──────── Available records ────────

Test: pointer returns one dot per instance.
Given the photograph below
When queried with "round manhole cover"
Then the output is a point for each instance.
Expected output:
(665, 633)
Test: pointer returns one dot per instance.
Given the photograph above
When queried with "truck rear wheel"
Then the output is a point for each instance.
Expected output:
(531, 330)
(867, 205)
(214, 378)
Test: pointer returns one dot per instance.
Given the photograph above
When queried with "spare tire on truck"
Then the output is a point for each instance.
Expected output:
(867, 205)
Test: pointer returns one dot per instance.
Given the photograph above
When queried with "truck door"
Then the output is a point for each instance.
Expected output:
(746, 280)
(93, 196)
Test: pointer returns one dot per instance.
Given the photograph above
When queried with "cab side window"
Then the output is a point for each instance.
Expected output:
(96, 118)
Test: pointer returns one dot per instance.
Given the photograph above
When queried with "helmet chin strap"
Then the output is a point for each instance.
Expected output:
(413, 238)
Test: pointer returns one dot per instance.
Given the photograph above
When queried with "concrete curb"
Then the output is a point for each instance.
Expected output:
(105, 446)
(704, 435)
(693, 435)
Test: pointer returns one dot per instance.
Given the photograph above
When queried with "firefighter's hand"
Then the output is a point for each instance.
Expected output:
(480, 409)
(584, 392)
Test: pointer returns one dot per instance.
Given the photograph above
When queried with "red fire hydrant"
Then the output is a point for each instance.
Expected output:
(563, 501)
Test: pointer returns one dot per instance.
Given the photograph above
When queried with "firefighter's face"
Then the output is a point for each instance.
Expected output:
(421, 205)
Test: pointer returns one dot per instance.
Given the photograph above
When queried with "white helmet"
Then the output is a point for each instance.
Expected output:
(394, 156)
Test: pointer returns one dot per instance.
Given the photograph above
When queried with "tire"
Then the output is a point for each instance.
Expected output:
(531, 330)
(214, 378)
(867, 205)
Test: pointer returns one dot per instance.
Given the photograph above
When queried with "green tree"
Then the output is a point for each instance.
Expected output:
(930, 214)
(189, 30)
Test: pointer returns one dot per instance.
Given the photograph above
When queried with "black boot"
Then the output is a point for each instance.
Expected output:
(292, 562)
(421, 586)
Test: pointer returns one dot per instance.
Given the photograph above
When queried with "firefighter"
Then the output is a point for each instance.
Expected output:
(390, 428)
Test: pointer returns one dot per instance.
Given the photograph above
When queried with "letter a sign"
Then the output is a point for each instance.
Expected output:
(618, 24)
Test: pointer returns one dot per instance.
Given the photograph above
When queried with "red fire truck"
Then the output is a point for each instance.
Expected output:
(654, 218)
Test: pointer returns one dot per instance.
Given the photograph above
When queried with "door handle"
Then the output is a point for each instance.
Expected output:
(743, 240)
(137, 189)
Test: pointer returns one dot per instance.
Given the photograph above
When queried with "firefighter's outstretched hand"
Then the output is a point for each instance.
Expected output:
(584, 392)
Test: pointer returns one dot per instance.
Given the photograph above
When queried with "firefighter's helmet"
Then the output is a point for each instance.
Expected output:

────────

=== Assigned task ===
Every entry must be retyped in full, exactly as given.

=== Exercise answer ===
Test: pointer returns one dot per instance.
Given the photograph below
When queried with "round manhole cover"
Then the output is a point for each instance.
Expected output:
(665, 633)
Test: pointer returns one dot per instance.
Given the photograph above
When queried with "truck rear wheel"
Then the output is a point for each instance.
Expected output:
(531, 330)
(867, 205)
(214, 378)
Test: pointer returns one dot per instance.
Given the photograph above
When queried with "spare tire on truck"
Then the output is a point for each instance.
Expected output:
(867, 205)
Test: pointer returns one dot per instance.
Given the photograph above
When queried with "truck door"
Then the output is a point for each instance.
Expected output:
(746, 280)
(93, 196)
Test: pointer returns one dot per instance.
Given the photograph above
When queried with "cab side window"
Then the output is a point for each instance.
Expected output:
(96, 118)
Test: pointer returns one dot per instance.
Given the photograph above
When queried with "helmet chin strap"
Then the output is a point for each instance.
Expected output:
(413, 238)
Test: pointer returns one dot per instance.
Given the photograph above
When queried with "concrete curb"
Then the output is a point for each instance.
Expected output:
(105, 446)
(704, 435)
(693, 435)
Test: pointer returns one dot per instance.
Given the photograph above
When queried with "firefighter's hand"
Then the output is a point for each instance.
Expected output:
(480, 409)
(584, 392)
Test: pointer returns one dot per instance.
Given the photograph above
When queried with "red fire hydrant"
Then the output is a point for each instance.
Expected output:
(563, 501)
Test: pointer returns one dot per instance.
Given the photograph above
When queried with "firefighter's face"
Then the output is a point for each instance.
Expected output:
(421, 205)
Test: pointer returns one dot per instance.
Given the photograph above
When queried with "white helmet"
Then the output is a point for each instance.
Expected output:
(394, 156)
Test: pointer returns one dot per instance.
Given the photograph above
When queried with "tire"
Then the output is a point for each instance.
Expected output:
(531, 330)
(214, 378)
(867, 205)
Test: pointer returns one dot per instance.
Given the photograph above
When queried with "green tree"
Then the output is a point for each instance.
Expected output:
(930, 214)
(189, 30)
Test: pointer returns one dot per instance.
Given the photograph above
When queried with "black boot"
Then the output is a point for each instance.
Expected output:
(292, 562)
(421, 586)
Test: pointer returns one dot per instance.
Given the photograph above
When queried with "firefighter"
Then the output is a point for each instance.
Expected output:
(390, 428)
Test: pointer returns one dot per instance.
Given the photograph above
When queried with "letter a sign"
Then the output is a point for each instance.
Expected output:
(618, 24)
Test: pointer returns one dot per instance.
Given the photograph above
When queried with "red fire truck"
Then the output is a point for each instance.
Expected output:
(654, 218)
Test: pointer returns one dot per instance.
Given the photograph above
When queried with "door handle"
Then the output is a point for each instance.
Expected output:
(743, 240)
(137, 189)
Test: pointer returns one dot per instance.
Given the photograph above
When queried with "firefighter's outstretched hand"
Then the output is a point for each instance.
Expected output:
(584, 392)
Test: pointer returns one dot per instance.
Given the photograph above
When queried with "firefighter's helmet"
Then the output is a point for each instance.
Expected output:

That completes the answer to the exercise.